Chris Wilson is rummaging through her refrigerator looking for meat to feed an alligator.
“Do you think a hambone would work?” she asks her boss, Bonny Parham, who says it just may well do the trick.
Wilson hops into Parham’s car, and they hurry to the waterway. The newspaper journalists have a deadline to meet and a dog-eating alligator to find. It is the early 1980s in Amory, Miss., a town of about 7,000 people in Monroe County, and they are dedicated to their mission.
At the site, Parhams tells Wilson to throw the hambone into the water to lure the alligator out so that they can get a photo of it. “So I threw the ham, but not far enough,” Wilson recalls now. Parham tells her to fetch the hambone from where it submerged and throw it again.
As Wilson wades into the water to grab the ham, Parham turns the ignition key. “I heard the engine of that old, brown box we always drove around in, and I knew she was gone,” Wilson says.
Parham returns a few minutes later, fully satisfied with the prank she pulled. The alligator never appeared, so they moved on to a different story to anchor the front page of the weekly edition of the Amory Advertiser.
Wilson was a staff reporter for the paper, and Parham, more than 20 years into her tenure, had risen to the rank of editor-in-chief.
‘Everything Had to Be Airtight’
Chris Wilson moved to Amory from Ohio in 1980, and when she couldn’t find employment as a teacher, she applied for a job at the newspaper. On her first day, Bonny Parham gave her a camera and a notepad and sent her to cover a board of supervisors meeting.
“I had no clue what was going on,” Wilson recalls now. “I couldn’t understand their southern accents.”
When she got back to the office after the supervisors meeting, Parham asked what topics the supervisors discussed at the meeting. Wilson didn’t know, and Bonny went berserk. Under her leadership, failure was not an option. Everything had to be airtight. Every photograph featuring people had to have correct names, and each quote had to be tape-recorded.
Local journalism was natural for Parham. Her grandfather, T.D. Harden, founded the Amory Advertiser in 1917. But it wasn’t Parham’s childhood dream to work in local news. After graduating high school, she moved to Birmingham, Ala., to work as a phone operator for the Southern Bell telephone company.
Deciding she wanted to see the world, Pamham quit her job and enlisted in the U.S. Air Force. There, she met her husband, Arthur Cuthbert. While stationed in California, she became pregnant with a baby boy. The pregnancy allowed her to be discharged from service, and she went on to divorce Cuthbert and leave California behind to return home.
Parham started as a reporter at the Amory Advertiser in 1963. At the small-town paper, she had to be both writer and photographer for her stories.
A Railroad Town
The Kansas City, Memphis and Birmingham Railroad founded Amory in 1887 as a planned city halfway between Memphis and Birmingham, and the town still remembers its connection to the tracks. A train car that FDR rode through town sits ceremoniously in the city’s downtown Frisco Park, aptly named after the Frisco Railway. Thousands of visitors come for the annual Railroad Festival, a weekend-long fair in the spring that gets students out of school.

**Written instruction:** Summarize the above piece on the Amory Advertiser in three sentences.

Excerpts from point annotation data
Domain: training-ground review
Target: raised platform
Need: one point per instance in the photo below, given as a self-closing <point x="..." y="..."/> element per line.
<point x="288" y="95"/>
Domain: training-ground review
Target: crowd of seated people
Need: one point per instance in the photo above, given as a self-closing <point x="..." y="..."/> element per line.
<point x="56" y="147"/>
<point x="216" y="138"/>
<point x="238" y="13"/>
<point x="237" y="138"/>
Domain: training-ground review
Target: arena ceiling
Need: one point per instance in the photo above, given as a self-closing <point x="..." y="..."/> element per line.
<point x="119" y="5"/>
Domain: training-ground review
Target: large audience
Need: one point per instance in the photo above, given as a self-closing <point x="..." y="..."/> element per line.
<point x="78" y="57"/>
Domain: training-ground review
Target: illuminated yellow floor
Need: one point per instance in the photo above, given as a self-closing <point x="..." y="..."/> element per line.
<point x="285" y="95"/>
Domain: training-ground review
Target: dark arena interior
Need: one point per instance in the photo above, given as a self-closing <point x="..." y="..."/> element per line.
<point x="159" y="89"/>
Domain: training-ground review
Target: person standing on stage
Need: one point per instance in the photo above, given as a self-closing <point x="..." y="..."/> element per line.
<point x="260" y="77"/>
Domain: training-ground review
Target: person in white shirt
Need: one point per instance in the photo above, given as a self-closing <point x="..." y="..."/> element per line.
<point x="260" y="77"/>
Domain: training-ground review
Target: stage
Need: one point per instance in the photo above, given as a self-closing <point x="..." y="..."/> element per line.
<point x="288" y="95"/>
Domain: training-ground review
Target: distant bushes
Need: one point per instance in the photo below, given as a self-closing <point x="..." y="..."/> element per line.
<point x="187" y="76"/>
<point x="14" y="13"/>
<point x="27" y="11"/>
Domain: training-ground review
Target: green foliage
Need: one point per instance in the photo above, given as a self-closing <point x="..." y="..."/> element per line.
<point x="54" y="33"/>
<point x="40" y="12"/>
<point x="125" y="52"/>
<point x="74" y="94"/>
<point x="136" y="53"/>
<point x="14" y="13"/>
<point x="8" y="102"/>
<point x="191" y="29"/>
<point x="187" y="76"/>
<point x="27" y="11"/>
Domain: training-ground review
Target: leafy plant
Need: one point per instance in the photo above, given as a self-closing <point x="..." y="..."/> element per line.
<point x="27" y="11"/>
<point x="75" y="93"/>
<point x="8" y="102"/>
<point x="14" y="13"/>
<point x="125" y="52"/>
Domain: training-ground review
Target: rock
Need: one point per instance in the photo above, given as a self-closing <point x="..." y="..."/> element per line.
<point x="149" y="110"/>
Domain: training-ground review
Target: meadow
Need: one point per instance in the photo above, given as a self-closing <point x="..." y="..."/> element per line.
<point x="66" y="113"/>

**Answer in full:** In the early 1980s, Amory Advertiser staff reporter Chris Wilson waded into a waterway after a hambone meant to lure out an alligator for a photo, and her editor-in-chief, Bonny Parham, drove off as a prank. Parham, whose grandfather T.D. Harden founded the paper in 1917 and who started there as a reporter in 1963, demanded airtight work, including correct names for every photograph of people and a tape recording of each quote. Amory was founded by the Kansas City, Memphis and Birmingham Railroad in 1887 and still honors that connection with a train car in Frisco Park and an annual Railroad Festival.